··· Input

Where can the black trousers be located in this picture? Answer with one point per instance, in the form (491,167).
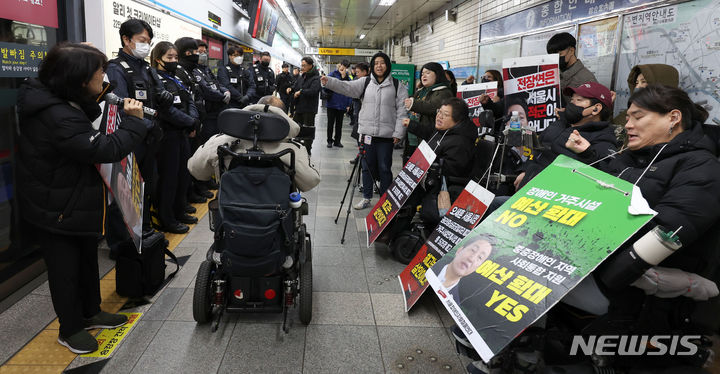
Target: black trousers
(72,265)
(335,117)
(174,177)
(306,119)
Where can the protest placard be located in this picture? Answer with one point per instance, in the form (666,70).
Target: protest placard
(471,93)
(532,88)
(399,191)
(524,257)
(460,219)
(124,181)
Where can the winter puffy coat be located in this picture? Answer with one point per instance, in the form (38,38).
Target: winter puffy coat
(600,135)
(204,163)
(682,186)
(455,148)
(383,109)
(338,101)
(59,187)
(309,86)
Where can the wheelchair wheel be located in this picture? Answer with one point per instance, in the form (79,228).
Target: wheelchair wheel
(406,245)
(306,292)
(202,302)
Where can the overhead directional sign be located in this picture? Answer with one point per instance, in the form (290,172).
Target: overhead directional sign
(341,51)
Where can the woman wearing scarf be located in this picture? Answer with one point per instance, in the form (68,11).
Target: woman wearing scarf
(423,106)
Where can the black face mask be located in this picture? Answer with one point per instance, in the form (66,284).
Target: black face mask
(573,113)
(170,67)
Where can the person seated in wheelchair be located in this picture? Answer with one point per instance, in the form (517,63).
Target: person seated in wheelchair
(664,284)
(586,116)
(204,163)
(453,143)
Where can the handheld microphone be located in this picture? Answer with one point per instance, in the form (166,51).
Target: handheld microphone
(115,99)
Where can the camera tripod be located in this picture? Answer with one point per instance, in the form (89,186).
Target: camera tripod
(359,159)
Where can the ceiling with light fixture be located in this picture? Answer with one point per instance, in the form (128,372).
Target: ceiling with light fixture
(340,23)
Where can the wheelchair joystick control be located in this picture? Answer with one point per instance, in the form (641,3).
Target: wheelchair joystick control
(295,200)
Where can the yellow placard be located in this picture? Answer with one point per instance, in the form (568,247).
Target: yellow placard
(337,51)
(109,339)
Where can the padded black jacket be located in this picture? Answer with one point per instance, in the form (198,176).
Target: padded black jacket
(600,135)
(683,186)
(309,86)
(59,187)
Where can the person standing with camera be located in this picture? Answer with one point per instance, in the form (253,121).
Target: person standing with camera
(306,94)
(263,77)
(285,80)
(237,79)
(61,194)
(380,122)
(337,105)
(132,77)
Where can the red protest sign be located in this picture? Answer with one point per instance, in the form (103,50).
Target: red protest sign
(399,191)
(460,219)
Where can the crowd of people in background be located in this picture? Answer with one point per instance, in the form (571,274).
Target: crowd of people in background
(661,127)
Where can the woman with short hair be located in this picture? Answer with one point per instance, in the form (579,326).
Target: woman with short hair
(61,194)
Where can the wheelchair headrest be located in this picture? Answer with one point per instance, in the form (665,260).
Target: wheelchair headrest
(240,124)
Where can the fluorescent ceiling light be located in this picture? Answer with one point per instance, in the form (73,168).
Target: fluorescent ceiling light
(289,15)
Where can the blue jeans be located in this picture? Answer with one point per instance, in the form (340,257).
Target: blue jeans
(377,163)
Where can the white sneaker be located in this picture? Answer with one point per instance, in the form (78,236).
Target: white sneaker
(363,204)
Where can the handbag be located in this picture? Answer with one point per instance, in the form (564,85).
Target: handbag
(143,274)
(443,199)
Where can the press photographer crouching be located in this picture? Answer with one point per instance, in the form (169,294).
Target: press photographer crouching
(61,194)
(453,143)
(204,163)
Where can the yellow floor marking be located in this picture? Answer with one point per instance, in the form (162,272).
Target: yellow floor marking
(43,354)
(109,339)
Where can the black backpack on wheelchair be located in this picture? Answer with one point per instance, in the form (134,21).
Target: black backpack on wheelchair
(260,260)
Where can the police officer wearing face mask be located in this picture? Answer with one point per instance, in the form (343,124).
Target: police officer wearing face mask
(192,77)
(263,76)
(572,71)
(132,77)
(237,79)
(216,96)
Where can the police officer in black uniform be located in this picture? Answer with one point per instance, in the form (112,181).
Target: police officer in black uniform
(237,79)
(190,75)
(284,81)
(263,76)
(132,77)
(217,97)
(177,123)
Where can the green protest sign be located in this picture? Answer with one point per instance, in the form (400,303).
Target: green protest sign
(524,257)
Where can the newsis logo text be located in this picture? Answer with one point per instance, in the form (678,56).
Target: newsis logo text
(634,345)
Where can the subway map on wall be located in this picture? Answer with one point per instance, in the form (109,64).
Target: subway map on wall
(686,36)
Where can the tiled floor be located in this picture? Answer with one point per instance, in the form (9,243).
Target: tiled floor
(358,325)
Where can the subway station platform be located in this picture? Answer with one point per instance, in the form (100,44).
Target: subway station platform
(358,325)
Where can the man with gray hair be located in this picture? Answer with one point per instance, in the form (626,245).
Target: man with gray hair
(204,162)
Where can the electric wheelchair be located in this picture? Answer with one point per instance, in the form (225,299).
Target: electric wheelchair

······

-- Exercise objective --
Please copy the rows from the line containing "Where can the tiled" through the end of the rows, inclusive, switching "gray hair" to "silver hair" and leaving everything else unchanged.

-- Full solution --
Where can the tiled floor be located in this picture? Answer with one point per instance, in the form (9,243).
Target: tiled floor
(358,325)
Where can the subway station platform be located in this picture? Answer with one point per instance, in the form (100,44).
Target: subway station platform
(358,325)
Where can the man with silver hair be located in this picture? Answer with one point per instance, in the form (626,245).
Target: man with silver hair
(204,162)
Where can the electric wheelchair be located in this picture? Answer with one point per instance, in the form (225,299).
Target: electric wheelchair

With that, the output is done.